** Bagian Dokumen **
Kindness is contagious!

Yup! Kebaikan itu menular, dan kita tidak pernah tahu efek apa yang akan ditimbulkan dari satu perbuatan kebaikan kecil kita, yang mungkin kita sendiri tidak sadar bahwa perbuatan itu bisa membawa dampak yang dalam bagi orang lain. Ya ya ya... dunia sekarang semakin banyak orang jahat dan banyak kepura-puraan meminta tolong yang berujung perampokan dll. Kita boleh waspada tapi jangan sampai kita berubah menjadi tidak peduli hanya dengan dalih keamanan diri.

Paul Scanlon dalam sinopsis buku "The 15 Revolution" yang ditulisnya mengungkap tujuan tulisan yang dibuatnya:
to make us more aware of the people in our immediate space and to provoke us
 to be the bringers of God’s life to the hurting world on our doorstep. 
It is as simple – and as difficult – as being willing to give 15 minutes a day 
to be inconvenienced in order to help someone.










Hmmmmmmm.... bukankah ini esensi sejati dari kekristenan?
Bukankah kita manusia pada dasarnya suka menerima kebaikan?
Bukankah kita senang diperhatikan, dikasihi dan dipedulikan?

** Latihan A **
Sebutkan semua kalimat dalam teks tentang kebaikan yang diawali kata "Bukankah".

[Data pelabelan dan segmentasi]
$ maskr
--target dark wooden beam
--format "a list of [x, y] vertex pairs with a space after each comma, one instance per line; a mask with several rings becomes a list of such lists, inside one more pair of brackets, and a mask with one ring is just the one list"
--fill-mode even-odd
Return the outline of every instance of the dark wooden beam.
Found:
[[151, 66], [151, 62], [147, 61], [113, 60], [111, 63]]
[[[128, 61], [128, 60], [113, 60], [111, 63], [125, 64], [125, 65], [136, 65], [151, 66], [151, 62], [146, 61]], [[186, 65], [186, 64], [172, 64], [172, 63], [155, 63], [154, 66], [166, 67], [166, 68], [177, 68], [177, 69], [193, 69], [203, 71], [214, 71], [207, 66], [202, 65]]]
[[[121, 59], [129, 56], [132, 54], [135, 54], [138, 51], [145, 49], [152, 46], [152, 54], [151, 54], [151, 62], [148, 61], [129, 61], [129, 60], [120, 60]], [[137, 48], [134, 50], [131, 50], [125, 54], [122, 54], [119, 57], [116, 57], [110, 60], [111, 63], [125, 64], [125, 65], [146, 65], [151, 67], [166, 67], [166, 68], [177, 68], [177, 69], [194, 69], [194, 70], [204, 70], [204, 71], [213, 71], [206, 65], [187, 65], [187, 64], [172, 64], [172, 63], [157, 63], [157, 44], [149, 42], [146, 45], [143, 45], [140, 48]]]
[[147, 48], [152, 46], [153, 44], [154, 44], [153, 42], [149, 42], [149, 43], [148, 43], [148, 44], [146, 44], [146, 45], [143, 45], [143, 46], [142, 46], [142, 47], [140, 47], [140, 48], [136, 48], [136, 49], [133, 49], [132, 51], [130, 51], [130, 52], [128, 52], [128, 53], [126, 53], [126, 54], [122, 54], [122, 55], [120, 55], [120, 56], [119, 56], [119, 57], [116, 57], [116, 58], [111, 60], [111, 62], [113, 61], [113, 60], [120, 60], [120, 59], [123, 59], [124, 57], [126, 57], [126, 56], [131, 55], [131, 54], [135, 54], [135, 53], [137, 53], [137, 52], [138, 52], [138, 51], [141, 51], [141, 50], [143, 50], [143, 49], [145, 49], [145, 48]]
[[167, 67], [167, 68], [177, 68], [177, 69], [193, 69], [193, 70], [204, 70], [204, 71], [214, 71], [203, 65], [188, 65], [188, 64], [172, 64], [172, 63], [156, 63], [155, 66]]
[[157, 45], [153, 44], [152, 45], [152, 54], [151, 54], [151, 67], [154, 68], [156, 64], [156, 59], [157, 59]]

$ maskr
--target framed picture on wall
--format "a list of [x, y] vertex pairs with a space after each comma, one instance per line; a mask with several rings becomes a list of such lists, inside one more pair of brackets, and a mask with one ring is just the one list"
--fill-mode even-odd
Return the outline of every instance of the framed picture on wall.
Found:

** Latihan B **
Tukar "wooden beam" dengan "wooden post" pada entri, mulai dari baris pertama entri sampai baris yang memuat "66], [202, 65]]]" (kedua ujungnya ikut), lalu tuliskan bagian itu saja.

** Jawaban Benar A **
Bukankah ini esensi sejati dari kekristenan?
Bukankah kita manusia pada dasarnya suka menerima kebaikan?
Bukankah kita senang diperhatikan, dikasihi dan dipedulikan?

** Jawaban Benar B **
$ maskr
--target dark wooden post
--format "a list of [x, y] vertex pairs with a space after each comma, one instance per line; a mask with several rings becomes a list of such lists, inside one more pair of brackets, and a mask with one ring is just the one list"
--fill-mode even-odd
Return the outline of every instance of the dark wooden post.
Found:
[[151, 66], [151, 62], [147, 61], [113, 60], [111, 63]]
[[[128, 61], [128, 60], [113, 60], [111, 63], [125, 64], [125, 65], [136, 65], [151, 66], [151, 62], [146, 61]], [[186, 65], [186, 64], [172, 64], [172, 63], [155, 63], [154, 66], [166, 67], [166, 68], [177, 68], [177, 69], [193, 69], [203, 71], [214, 71], [207, 66], [202, 65]]]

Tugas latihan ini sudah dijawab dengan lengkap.